▶ Prompt: Please rewrite the records from the line containing "of the man's" up to and including the line containing "pixel 584 186" as a Markdown table with the columns Row and Line, numbering each line and leaving out any blank lines. Include only those lines.

***** Listed entries *****

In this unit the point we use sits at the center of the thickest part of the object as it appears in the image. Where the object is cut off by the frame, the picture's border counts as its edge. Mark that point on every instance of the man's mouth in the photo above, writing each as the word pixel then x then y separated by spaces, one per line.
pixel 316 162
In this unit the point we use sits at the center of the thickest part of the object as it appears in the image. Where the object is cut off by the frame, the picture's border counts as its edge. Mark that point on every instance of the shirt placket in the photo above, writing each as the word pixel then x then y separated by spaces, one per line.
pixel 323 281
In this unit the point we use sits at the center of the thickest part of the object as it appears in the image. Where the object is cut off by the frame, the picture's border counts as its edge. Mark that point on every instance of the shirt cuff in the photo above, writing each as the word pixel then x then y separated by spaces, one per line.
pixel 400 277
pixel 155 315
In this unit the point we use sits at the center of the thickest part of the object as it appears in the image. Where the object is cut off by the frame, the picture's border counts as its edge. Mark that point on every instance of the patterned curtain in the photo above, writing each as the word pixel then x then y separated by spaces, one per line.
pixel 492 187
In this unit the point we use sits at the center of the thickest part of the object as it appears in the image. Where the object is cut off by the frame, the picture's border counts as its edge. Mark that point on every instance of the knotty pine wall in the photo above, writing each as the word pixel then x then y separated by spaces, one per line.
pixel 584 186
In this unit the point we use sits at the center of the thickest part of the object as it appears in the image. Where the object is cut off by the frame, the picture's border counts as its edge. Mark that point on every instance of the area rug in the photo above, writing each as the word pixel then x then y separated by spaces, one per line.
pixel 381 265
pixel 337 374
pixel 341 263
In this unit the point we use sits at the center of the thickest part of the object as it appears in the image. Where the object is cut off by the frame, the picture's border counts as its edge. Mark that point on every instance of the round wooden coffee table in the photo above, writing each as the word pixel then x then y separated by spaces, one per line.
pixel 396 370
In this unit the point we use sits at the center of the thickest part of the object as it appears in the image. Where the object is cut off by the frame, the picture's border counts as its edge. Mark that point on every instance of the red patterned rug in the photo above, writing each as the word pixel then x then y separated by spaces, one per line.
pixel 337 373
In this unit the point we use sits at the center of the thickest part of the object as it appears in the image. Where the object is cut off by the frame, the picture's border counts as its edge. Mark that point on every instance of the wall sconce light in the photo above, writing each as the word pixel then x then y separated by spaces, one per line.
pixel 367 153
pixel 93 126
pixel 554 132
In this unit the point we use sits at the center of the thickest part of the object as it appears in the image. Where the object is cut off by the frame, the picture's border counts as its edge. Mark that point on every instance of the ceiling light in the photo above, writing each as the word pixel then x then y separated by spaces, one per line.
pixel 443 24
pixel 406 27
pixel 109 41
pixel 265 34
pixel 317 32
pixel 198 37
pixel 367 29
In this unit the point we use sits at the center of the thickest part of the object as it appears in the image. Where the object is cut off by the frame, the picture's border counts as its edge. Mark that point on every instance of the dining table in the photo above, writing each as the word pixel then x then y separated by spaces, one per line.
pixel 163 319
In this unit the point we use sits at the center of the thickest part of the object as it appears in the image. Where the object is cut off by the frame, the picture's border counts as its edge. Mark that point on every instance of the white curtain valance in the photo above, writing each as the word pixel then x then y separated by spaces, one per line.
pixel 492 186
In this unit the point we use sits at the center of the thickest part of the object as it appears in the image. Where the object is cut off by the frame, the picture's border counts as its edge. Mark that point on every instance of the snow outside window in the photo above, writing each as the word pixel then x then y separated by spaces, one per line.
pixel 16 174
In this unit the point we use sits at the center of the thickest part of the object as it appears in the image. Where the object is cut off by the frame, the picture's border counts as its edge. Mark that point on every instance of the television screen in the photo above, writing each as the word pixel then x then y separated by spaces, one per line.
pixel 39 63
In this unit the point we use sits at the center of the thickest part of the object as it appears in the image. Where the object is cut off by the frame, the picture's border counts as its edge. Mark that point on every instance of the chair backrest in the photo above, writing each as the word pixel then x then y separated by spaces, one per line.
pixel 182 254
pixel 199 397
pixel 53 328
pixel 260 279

*****
***** Listed entries *****

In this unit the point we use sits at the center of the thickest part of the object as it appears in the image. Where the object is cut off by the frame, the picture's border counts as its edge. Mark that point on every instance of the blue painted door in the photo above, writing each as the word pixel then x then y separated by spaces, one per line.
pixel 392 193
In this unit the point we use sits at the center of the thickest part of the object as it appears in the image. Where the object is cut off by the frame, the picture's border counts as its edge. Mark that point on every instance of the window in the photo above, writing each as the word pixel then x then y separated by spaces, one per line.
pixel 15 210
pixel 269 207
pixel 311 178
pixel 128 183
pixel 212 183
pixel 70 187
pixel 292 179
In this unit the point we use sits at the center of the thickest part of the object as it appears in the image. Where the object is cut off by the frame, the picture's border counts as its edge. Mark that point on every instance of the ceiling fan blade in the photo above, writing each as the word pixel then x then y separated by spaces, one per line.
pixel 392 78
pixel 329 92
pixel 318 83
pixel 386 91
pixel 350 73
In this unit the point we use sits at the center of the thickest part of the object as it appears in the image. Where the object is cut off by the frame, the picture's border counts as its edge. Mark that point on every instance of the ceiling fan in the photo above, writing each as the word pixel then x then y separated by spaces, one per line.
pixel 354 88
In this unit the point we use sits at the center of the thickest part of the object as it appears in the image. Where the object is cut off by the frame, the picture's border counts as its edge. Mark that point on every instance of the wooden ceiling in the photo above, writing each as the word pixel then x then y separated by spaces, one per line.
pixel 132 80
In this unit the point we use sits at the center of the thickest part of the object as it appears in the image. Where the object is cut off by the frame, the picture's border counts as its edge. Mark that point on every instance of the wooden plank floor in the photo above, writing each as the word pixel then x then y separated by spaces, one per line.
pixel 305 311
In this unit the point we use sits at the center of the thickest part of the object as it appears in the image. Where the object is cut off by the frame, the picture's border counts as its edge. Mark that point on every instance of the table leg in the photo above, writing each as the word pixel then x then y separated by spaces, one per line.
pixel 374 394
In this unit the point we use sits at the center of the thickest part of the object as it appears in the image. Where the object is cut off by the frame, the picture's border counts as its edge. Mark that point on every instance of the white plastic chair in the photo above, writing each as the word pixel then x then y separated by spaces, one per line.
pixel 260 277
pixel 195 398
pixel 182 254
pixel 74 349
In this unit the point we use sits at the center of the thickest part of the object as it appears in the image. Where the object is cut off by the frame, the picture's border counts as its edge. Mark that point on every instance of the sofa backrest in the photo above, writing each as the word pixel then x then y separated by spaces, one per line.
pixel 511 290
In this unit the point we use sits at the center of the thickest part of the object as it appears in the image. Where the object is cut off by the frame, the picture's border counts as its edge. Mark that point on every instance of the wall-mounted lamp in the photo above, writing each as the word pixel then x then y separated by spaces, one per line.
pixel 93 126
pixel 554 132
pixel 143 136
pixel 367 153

*****

▶ Solution below:
| Row | Line |
|---|---|
| 1 | In this unit the point we use sits at the center of the thickest part of the object as it appears in the image. Where the object is cut off by the frame, the picture's border counts as its edge. Mark that point on every instance of the man's mouth in the photo above, writing each as the word pixel then x then y separated by spaces, one per line. |
| 2 | pixel 316 162 |
| 3 | In this unit the point we use sits at the center of the thickest part of the object as it appears in the image. Where the object is cut off by the frame, the picture's border counts as its edge. Mark that point on every instance of the shirt placket in the photo above, writing each as the word pixel then x then y separated by spaces, one per line. |
| 4 | pixel 323 281 |
| 5 | In this unit the point we use sits at the center of the thickest part of the object as it appears in the image. Where the object is cut off by the frame, the picture's border counts as its edge. Mark that point on every instance of the shirt cuff in the photo above, writing each as the word pixel then x then y separated by spaces, one per line. |
| 6 | pixel 400 277 |
| 7 | pixel 155 315 |
| 8 | In this unit the point we use sits at the center of the thickest part of the object as it appears in the image. Where the object is cut off by the frame, the picture's border counts as its edge. Mark that point on every instance of the patterned curtain in the photo above, writing each as the word pixel then x then y separated by spaces, one per line. |
| 9 | pixel 492 187 |
| 10 | In this unit the point we use sits at the center of the thickest part of the object as it appears in the image. Where the object is cut off by the frame, the picture's border counts as its edge. Mark that point on every instance of the knotty pine wall in the photo above, writing each as the word pixel then x then y separated by spaces, one per line. |
| 11 | pixel 584 186 |